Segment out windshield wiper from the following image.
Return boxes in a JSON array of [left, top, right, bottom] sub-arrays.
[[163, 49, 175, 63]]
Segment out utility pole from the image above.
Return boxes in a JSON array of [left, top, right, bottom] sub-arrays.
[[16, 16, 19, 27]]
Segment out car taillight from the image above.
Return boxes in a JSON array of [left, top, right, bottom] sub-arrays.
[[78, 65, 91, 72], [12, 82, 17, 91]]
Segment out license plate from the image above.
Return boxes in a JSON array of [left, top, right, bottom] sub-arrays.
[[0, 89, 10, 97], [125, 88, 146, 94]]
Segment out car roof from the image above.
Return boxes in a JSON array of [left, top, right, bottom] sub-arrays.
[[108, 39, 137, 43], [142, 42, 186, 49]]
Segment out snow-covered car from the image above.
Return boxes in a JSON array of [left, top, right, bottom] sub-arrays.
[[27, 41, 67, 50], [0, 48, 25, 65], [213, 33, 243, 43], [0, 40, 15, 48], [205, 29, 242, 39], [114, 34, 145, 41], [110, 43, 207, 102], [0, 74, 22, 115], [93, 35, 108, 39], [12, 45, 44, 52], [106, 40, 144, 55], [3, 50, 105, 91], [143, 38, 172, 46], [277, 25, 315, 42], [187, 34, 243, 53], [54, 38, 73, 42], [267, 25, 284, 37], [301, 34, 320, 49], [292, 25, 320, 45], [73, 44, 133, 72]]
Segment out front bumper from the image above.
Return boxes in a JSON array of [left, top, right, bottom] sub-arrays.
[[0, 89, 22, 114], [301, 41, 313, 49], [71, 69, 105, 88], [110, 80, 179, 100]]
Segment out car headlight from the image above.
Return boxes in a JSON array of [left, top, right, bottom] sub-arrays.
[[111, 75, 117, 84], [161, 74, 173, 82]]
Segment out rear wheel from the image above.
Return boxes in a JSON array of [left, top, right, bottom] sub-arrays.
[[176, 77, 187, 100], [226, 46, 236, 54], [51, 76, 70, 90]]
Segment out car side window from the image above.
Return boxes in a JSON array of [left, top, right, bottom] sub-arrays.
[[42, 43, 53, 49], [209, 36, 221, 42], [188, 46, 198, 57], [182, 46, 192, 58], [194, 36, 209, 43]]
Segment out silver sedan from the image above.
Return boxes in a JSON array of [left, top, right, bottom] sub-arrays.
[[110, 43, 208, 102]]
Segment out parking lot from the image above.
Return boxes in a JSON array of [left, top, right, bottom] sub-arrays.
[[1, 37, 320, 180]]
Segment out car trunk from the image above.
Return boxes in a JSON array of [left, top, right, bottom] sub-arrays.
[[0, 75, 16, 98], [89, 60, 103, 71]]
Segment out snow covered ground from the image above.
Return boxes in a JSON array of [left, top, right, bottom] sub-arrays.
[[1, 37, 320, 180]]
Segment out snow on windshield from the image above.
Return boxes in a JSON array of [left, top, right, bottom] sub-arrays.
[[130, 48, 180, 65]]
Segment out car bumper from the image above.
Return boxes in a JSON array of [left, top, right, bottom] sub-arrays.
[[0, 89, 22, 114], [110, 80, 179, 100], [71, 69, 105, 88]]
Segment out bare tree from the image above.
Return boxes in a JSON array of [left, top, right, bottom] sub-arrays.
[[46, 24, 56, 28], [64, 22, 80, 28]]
──────
Look through the entries and return every line where "snow" appears.

Segment out snow-covered car from the image above.
Segment out snow covered ground from the image above.
Segment out snow on windshield from the image above.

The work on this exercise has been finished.